— Problem requirements —
Below are records; copy exactly the line containing "cap in this" and every line after it, through the last.

Records from a dataset:
—————
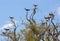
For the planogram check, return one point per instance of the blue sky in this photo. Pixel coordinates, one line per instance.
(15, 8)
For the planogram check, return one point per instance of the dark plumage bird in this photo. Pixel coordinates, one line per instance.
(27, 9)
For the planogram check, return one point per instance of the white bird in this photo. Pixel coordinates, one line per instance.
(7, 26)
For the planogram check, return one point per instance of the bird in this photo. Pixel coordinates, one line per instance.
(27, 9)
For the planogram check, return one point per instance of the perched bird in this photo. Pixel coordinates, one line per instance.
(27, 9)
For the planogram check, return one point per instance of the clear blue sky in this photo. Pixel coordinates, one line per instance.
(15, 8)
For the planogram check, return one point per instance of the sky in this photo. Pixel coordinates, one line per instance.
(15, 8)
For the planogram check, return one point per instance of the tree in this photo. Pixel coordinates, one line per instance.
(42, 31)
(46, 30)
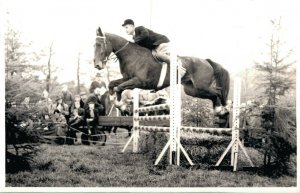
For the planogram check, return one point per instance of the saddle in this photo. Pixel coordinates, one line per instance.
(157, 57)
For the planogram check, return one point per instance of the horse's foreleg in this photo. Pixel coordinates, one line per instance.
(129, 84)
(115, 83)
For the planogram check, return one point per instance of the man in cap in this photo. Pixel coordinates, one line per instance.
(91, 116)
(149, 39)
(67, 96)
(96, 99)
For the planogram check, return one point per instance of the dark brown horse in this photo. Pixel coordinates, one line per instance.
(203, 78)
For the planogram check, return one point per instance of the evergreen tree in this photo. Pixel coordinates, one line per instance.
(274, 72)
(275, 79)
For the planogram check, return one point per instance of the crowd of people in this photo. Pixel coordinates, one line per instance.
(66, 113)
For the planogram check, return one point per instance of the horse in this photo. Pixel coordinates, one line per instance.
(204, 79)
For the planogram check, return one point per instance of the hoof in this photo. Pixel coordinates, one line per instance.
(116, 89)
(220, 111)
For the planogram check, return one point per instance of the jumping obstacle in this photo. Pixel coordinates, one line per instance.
—————
— Task output —
For the planogram check, return one point per instance of the man in cap in this photo. Pixel coordinates, one line per instance.
(91, 116)
(149, 39)
(67, 96)
(96, 99)
For the planogram check, return one point per instance of the dark brown horse in this photo. Pixel coordinates, one line per instance.
(203, 78)
For the planogram check, return one point per instance of the evergreen tree in this photo. Pixel coordinates, one line per instance.
(274, 72)
(275, 79)
For the planogram check, return one point per instance of the crowd of people in this photo. Pixel coordinates, one line per instance.
(66, 113)
For the planogram check, return one point per instance of the horse in this photo. Pixel coordinates, one line per instance.
(204, 79)
For the planogram check, return one point per instance of the hoof in this photo. Pixel coordinates, one line per instance.
(116, 89)
(220, 111)
For the planogram check, return one point per instance of the jumping obstacle in this photo. Pixel coordinates, one line per instance.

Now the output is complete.